■ **What needs to be done**: Set out as a numbered list the part of the material that opens with the line containing "for the sky." and runs through its final line, skipping any blank lines.

■ **Data rows**:
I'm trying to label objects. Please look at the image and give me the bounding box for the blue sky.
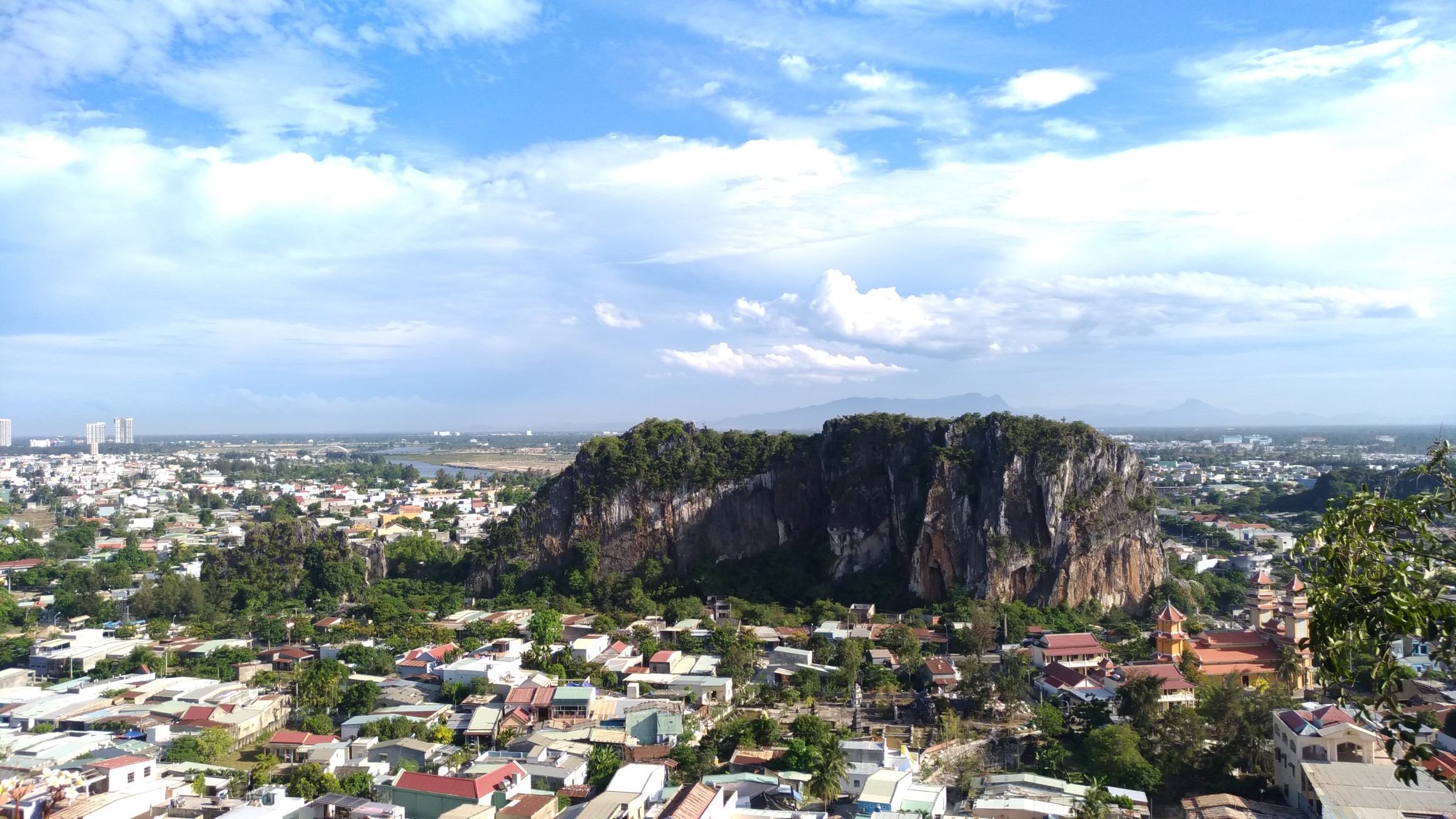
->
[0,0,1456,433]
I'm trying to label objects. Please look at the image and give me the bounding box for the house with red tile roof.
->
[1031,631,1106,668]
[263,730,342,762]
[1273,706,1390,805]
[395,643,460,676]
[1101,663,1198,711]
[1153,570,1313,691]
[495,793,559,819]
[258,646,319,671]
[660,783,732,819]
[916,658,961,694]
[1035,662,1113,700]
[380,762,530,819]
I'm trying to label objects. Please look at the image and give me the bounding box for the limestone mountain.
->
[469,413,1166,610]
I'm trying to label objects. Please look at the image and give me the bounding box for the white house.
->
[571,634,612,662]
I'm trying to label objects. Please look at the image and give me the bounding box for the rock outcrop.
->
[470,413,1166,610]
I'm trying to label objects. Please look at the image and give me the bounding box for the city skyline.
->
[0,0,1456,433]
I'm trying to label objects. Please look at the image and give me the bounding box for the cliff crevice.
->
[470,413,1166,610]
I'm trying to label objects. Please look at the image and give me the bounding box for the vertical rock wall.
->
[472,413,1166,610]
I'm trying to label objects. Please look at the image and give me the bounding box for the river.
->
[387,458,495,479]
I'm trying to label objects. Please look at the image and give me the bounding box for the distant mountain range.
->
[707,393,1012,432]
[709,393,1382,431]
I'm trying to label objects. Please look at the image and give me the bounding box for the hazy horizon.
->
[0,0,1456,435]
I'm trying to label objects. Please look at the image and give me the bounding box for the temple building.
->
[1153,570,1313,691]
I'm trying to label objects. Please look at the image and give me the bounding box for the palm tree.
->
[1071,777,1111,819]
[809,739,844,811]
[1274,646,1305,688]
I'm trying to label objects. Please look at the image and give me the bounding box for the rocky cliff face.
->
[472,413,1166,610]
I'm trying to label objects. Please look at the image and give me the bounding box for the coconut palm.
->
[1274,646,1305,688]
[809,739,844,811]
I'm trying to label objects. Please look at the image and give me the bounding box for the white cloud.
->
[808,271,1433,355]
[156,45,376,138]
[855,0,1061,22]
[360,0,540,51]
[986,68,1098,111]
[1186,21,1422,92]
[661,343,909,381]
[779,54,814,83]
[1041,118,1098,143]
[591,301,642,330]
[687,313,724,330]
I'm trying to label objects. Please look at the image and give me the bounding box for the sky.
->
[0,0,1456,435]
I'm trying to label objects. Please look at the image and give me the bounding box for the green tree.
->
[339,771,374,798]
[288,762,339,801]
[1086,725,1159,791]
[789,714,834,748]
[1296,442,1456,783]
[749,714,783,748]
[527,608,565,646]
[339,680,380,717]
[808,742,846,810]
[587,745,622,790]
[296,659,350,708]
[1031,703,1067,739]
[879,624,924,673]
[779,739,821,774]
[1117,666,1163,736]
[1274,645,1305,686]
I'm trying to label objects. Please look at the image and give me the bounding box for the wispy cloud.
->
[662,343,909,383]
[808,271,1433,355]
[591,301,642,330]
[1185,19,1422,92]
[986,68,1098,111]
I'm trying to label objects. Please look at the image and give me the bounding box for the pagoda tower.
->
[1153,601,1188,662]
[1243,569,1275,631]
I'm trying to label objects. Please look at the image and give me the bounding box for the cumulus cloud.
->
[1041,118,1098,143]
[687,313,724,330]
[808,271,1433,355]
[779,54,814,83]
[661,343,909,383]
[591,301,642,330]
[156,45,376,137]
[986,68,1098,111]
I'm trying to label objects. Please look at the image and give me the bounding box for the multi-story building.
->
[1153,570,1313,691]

■ **Final answer**:
1. I'm trying to label objects. Please look at the image and give me the bounding box for the sky.
2. ->
3. [0,0,1456,435]
4. I'm trying to label objects. Please look at the image and give me the bounding box for the green tree.
5. ->
6. [339,771,374,798]
7. [288,762,339,801]
8. [1086,725,1159,791]
9. [789,714,834,748]
10. [1296,442,1456,783]
11. [749,714,783,748]
12. [527,608,565,646]
13. [339,680,380,717]
14. [808,742,846,810]
15. [587,745,622,790]
16. [296,659,350,708]
17. [1031,703,1067,739]
18. [879,624,924,673]
19. [779,739,821,774]
20. [1117,666,1163,736]
21. [1274,645,1305,686]
22. I'm trying to label objects. Please look at the image and give me the bounding box for the wispy cloud.
23. ->
24. [662,343,909,383]
25. [808,271,1433,355]
26. [591,301,642,330]
27. [1185,19,1422,92]
28. [986,68,1098,111]
29. I'm trying to label objects. Please look at the image and give me the bounding box for the pagoda tower.
30. ->
31. [1153,601,1188,662]
32. [1243,569,1275,631]
33. I'm trying to label objects. Please look at the image and give me the bounding box for the cumulus cloud.
34. ->
35. [1041,118,1098,143]
36. [687,313,724,330]
37. [808,271,1433,355]
38. [779,54,814,83]
39. [661,343,909,383]
40. [591,301,642,330]
41. [156,45,376,137]
42. [986,68,1098,111]
43. I'm trying to label objects. Please look at the image and give me the bounding box for the multi-story building.
44. ->
45. [1153,570,1313,691]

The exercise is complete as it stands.